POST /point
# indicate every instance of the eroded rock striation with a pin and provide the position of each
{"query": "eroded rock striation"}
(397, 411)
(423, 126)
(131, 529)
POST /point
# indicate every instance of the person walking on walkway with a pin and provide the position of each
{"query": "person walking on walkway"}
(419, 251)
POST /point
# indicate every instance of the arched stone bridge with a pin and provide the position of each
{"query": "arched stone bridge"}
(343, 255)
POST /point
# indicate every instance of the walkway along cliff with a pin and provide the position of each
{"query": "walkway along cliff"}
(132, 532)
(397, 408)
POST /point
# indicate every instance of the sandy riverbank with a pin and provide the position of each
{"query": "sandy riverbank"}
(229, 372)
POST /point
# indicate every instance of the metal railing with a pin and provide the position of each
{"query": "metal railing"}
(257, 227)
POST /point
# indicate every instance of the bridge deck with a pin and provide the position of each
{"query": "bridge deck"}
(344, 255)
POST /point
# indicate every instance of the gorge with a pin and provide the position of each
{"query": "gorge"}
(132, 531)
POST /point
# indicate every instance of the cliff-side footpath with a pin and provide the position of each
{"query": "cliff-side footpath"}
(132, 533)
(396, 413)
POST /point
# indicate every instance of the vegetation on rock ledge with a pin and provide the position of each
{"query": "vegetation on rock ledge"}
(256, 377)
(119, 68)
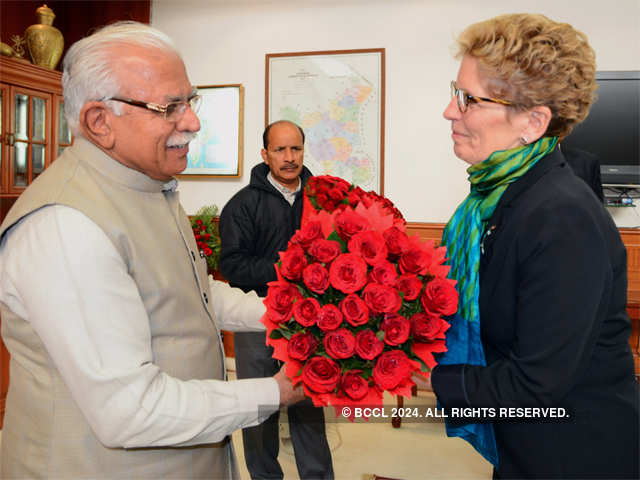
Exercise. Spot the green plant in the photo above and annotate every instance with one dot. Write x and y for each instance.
(205, 229)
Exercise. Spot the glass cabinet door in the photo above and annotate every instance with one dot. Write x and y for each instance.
(3, 138)
(64, 138)
(31, 137)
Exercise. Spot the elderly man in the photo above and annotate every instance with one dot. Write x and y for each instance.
(116, 365)
(255, 225)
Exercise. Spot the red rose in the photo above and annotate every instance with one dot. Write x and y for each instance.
(440, 298)
(410, 285)
(292, 262)
(426, 328)
(321, 199)
(355, 311)
(396, 329)
(391, 369)
(306, 311)
(381, 299)
(316, 278)
(325, 250)
(309, 232)
(368, 345)
(336, 194)
(339, 343)
(348, 223)
(354, 385)
(348, 273)
(301, 346)
(353, 197)
(321, 374)
(416, 259)
(280, 299)
(370, 246)
(329, 318)
(383, 273)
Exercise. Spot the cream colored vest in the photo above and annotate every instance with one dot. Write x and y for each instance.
(45, 434)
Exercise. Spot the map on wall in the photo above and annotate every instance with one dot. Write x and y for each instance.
(338, 99)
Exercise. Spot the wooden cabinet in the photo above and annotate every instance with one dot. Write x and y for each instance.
(33, 132)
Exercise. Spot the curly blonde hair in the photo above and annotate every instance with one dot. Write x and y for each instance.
(531, 60)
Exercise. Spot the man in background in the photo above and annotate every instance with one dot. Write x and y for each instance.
(255, 225)
(116, 365)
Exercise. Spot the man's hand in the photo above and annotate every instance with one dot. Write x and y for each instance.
(288, 394)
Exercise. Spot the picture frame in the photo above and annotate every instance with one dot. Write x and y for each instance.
(217, 150)
(338, 98)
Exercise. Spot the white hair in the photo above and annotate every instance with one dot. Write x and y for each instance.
(88, 67)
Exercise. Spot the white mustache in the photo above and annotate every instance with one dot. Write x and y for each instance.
(181, 138)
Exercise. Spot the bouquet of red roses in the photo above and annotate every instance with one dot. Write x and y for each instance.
(358, 305)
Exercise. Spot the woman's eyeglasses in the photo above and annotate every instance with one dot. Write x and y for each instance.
(464, 99)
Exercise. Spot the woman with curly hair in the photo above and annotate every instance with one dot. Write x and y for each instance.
(540, 265)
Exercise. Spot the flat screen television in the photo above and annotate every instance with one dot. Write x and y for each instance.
(612, 129)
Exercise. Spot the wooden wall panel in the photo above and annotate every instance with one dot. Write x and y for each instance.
(75, 19)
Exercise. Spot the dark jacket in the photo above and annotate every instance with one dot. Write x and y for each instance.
(586, 166)
(555, 331)
(255, 225)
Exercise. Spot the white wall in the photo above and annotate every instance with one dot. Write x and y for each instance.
(225, 41)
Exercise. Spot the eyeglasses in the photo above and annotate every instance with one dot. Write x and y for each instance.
(171, 112)
(464, 99)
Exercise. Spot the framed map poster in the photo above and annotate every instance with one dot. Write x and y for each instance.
(337, 97)
(217, 148)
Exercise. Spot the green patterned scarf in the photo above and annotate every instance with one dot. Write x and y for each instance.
(463, 234)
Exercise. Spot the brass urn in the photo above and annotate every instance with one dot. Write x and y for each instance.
(44, 41)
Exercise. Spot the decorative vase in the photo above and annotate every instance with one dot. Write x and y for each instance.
(44, 41)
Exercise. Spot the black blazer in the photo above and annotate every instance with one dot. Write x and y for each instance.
(555, 332)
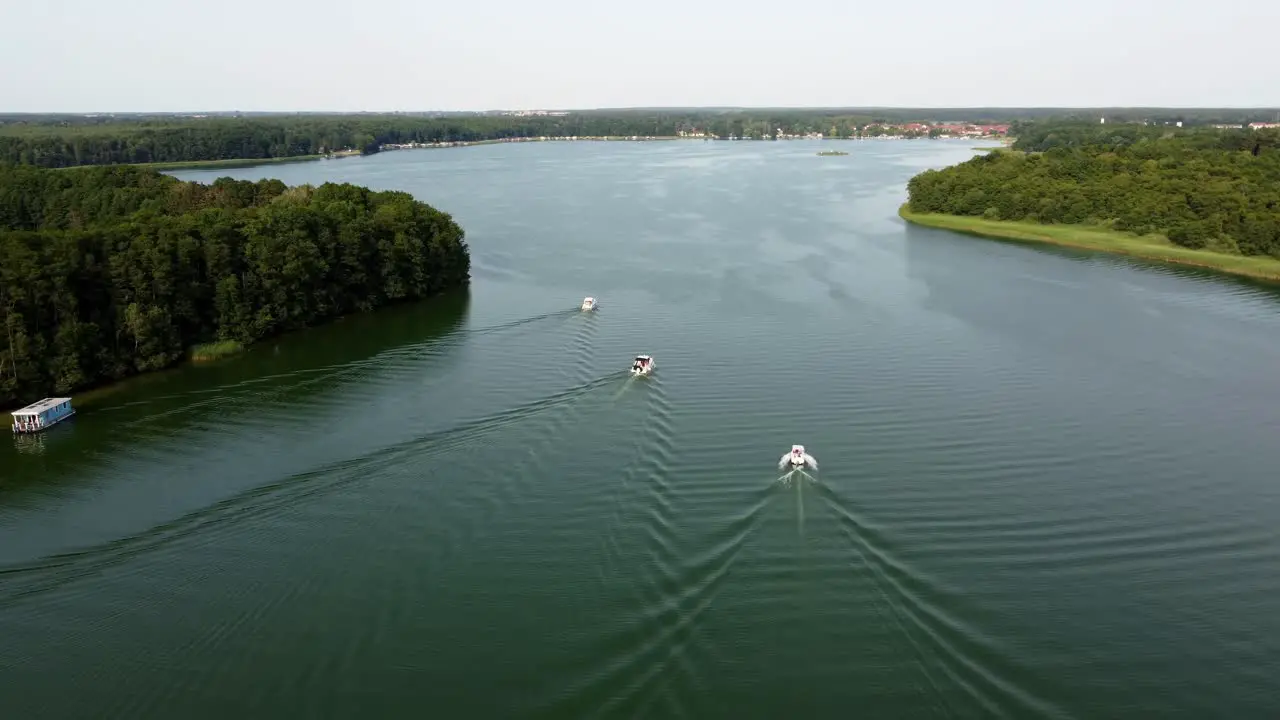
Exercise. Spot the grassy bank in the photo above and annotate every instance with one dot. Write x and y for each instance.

WORK REQUIRED: Render the records above as a JSON list of strings, one string per line, leaving out blank lines and the pictures.

SOLUTION BELOW:
[
  "POST /point",
  "# indicate every instance of the eroded rock striation with a pin and provide the position of each",
  "{\"query\": \"eroded rock striation\"}",
  "(397, 411)",
  "(423, 126)",
  "(131, 529)",
  "POST /point",
  "# indicate every instance of the person walking on walkway with a pin and provide the position of each",
  "{\"query\": \"person walking on walkway\"}",
  "(419, 251)",
  "POST /point",
  "# indicate every instance of the arched stone bridge with a pin and provide the position of each",
  "{\"query\": \"arched stone bridge\"}",
  "(343, 255)",
  "POST /point",
  "# indicate every instance of the walkway along cliff with a pin and provide the position of each",
  "{\"query\": \"walkway along cliff\"}",
  "(132, 532)",
  "(397, 408)",
  "POST /point",
  "# indicate every instance of the sandy riverbank with a pin and provide the position of each",
  "{\"query\": \"sandy riverbank\"}",
  "(229, 372)",
  "POST /point",
  "# indicate every instance of the metal railing with a pin and provide the position of each",
  "{\"query\": \"metal railing\"}",
  "(257, 227)",
  "POST /point",
  "# indicate every instance of the bridge deck with a pin and provide the position of each",
  "{\"query\": \"bridge deck\"}",
  "(344, 255)",
  "POST /point",
  "# indicate every instance of the gorge with a pin and provide the position of each",
  "{\"query\": \"gorge\"}",
  "(132, 531)",
  "POST /point",
  "# indicate every instance of the cliff-side footpath with a pin and provide the position of each",
  "{\"query\": \"cliff-side footpath\"}",
  "(132, 533)",
  "(396, 413)",
  "POST /point",
  "# indicate every instance of the vegetation on rock ledge with a pin and provide the position of each",
  "{\"query\": \"vegetation on rock ledge\"}",
  "(256, 377)",
  "(119, 68)",
  "Exercise. Spot the green plant in the photo above and annotate every instance with one dot. Write x and y for each instance.",
  "(205, 229)",
  "Exercise. Spot the glass cabinet door in the photo above and annotate every instance with one dot. Write x and y for each instance.",
  "(3, 138)",
  "(64, 138)",
  "(31, 137)",
  "Exercise. Spot the elderly man in the photo above and annotate every instance with one dot. Write x and y for each instance.",
  "(116, 365)",
  "(255, 225)",
  "Exercise. Spot the red rose in the photo above and annotate every instance with one dot. Write x and y for each instance.",
  "(440, 298)",
  "(410, 285)",
  "(292, 262)",
  "(426, 328)",
  "(321, 199)",
  "(355, 311)",
  "(396, 329)",
  "(391, 369)",
  "(306, 311)",
  "(381, 299)",
  "(316, 278)",
  "(325, 250)",
  "(309, 232)",
  "(368, 345)",
  "(336, 194)",
  "(339, 343)",
  "(348, 223)",
  "(354, 385)",
  "(348, 273)",
  "(301, 346)",
  "(353, 197)",
  "(321, 374)",
  "(416, 259)",
  "(280, 299)",
  "(370, 246)",
  "(329, 318)",
  "(383, 273)",
  "Exercise. Spot the cream colored vest in the photo above and annotate every instance with one dot. Write x and y for each instance.",
  "(45, 434)",
  "Exercise. Spot the map on wall in the photo above and annotate every instance with one dot. Write x and y for each instance.",
  "(338, 99)",
  "Exercise. Spot the wooden cabinet in the photo above and annotate every instance with one dot. Write x and y for each instance.",
  "(33, 132)",
  "Exercise. Spot the curly blonde hair in the photo above and annotate every instance with one dot. Write x and y for each instance.",
  "(531, 60)",
  "Exercise. Spot the man in background in the photo above and annotate every instance with one dot. Write x and y for each instance.",
  "(255, 225)",
  "(116, 365)",
  "Exercise. Spot the man's hand in the photo above and annotate every instance with one dot. Write x and y for each instance.",
  "(288, 394)",
  "Exercise. Spot the picture frame in the photo above and annotate every instance with one dot. Write x and y for each instance.",
  "(217, 150)",
  "(338, 98)",
  "Exercise. Spot the white hair in the photo above and annotate every instance with one dot. Write x and y for each instance.",
  "(88, 67)",
  "Exercise. Spot the white mustache in the photo above and annotate every instance with one dot. Write x and y for each instance.",
  "(181, 138)",
  "Exercise. Spot the bouquet of red roses in the photo above and annotate every instance with one dot. Write x and y for each instance.",
  "(358, 305)",
  "Exercise. Spot the woman's eyeglasses in the photo above and annotate every instance with one dot. Write x and y for each instance.",
  "(464, 99)",
  "Exercise. Spot the woman with curly hair in the photo above and annotate every instance with one dot. Write x and y for each instance.",
  "(540, 265)",
  "Exercise. Spot the flat screen television in the photo above and annotate every instance with one dot. Write x and y for each instance.",
  "(612, 129)",
  "Exercise. Spot the wooden wall panel in the photo above and annotate every instance with one dot. Write x and y for each instance.",
  "(75, 19)",
  "Exercise. Spot the dark jacket in the photo above and annotate every instance with one dot. Write x and y for each instance.",
  "(586, 166)",
  "(555, 331)",
  "(255, 225)",
  "Exercise. Spot the white wall in the photo above and annotate every instance with one dot. Write x and y for each instance.",
  "(225, 41)",
  "Exercise. Spot the eyeglasses in the photo above and annotate every instance with one dot. Write x and y for each instance.",
  "(171, 112)",
  "(464, 99)",
  "Exercise. Spot the framed map poster in the photo above and annotate every instance with one dot. Write x and y for each instance.",
  "(337, 97)",
  "(217, 148)",
  "Exercise. Spot the green patterned scarf in the photo above and annotate every instance with one dot. Write x and y for each instance.",
  "(463, 234)",
  "Exercise. Spot the brass urn in the photo above and annotate every instance with one dot. Write x and y for each instance.",
  "(44, 41)",
  "Exercise. Spot the decorative vase in the photo above and annotate every instance with one dot. Write x and y for each instance.",
  "(44, 41)",
  "Exercise. Spot the black blazer in the photo above and annotate every instance with one dot. Write x and y for each instance.",
  "(555, 332)",
  "Exercise. Spot the grassy bank in the photo above and annotate every instance with one dot. Write x and y for each instance."
]